== Data extract ==
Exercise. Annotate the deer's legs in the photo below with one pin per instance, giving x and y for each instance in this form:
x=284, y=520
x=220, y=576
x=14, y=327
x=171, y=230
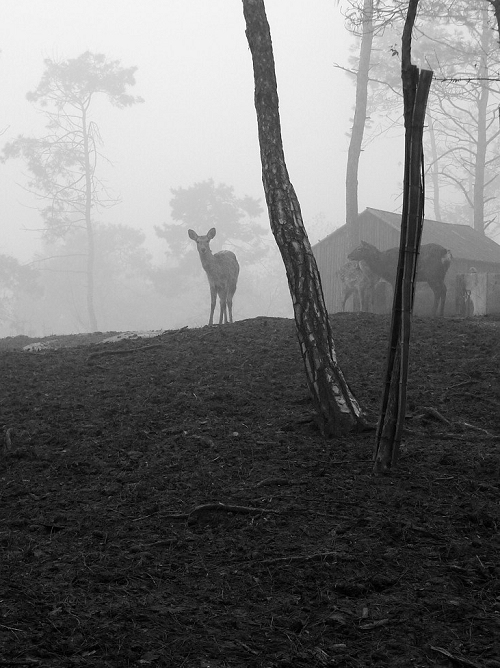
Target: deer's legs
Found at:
x=223, y=312
x=213, y=299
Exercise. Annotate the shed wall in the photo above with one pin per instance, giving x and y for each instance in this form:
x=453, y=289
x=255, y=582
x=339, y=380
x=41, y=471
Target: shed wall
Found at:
x=331, y=254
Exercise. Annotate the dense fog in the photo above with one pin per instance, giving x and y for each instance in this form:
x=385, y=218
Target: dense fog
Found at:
x=172, y=142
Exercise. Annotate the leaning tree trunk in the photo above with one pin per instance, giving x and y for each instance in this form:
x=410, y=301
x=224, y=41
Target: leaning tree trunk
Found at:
x=337, y=409
x=358, y=125
x=482, y=122
x=496, y=9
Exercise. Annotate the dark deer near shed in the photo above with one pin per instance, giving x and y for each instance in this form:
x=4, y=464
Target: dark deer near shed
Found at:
x=433, y=263
x=357, y=280
x=222, y=270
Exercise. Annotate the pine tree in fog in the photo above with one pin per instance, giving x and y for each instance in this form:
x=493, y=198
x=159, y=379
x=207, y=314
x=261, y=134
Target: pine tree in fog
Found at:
x=63, y=163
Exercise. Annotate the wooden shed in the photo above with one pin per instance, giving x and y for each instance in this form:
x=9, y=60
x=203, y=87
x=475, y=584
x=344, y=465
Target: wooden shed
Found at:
x=470, y=250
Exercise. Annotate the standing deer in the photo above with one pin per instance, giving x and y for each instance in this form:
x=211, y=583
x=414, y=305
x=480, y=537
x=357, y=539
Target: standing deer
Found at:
x=222, y=272
x=358, y=280
x=433, y=263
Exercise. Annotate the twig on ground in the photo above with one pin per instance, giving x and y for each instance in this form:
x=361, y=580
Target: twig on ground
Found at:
x=219, y=507
x=318, y=556
x=457, y=658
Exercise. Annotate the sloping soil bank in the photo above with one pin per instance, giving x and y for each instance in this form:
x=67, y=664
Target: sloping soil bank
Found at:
x=115, y=550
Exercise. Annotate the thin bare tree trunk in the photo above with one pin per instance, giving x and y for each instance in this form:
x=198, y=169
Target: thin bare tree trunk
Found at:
x=337, y=409
x=481, y=141
x=358, y=125
x=434, y=169
x=415, y=91
x=89, y=227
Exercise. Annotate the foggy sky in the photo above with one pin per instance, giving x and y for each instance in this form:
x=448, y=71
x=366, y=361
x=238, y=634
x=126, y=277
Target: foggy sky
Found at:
x=198, y=120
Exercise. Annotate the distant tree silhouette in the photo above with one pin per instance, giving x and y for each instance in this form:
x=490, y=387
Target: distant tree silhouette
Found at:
x=63, y=163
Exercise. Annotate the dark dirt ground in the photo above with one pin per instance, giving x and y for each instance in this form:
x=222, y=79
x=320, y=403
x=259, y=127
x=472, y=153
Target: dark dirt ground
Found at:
x=106, y=456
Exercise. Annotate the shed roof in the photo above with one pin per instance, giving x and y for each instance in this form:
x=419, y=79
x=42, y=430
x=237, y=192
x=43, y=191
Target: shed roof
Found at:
x=462, y=240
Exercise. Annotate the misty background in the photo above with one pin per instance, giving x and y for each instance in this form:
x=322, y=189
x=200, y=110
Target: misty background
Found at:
x=196, y=129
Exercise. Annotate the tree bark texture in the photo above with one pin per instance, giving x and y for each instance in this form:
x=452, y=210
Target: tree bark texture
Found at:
x=481, y=143
x=415, y=92
x=337, y=409
x=89, y=225
x=358, y=125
===
- [Exercise brief]: Scan the records above and report every line with the string "standing".

- [Task result]:
Exercise. Annotate the standing deer in the photo above with one pin per instance, giving x and y for each instance in this form:
Target: standing deer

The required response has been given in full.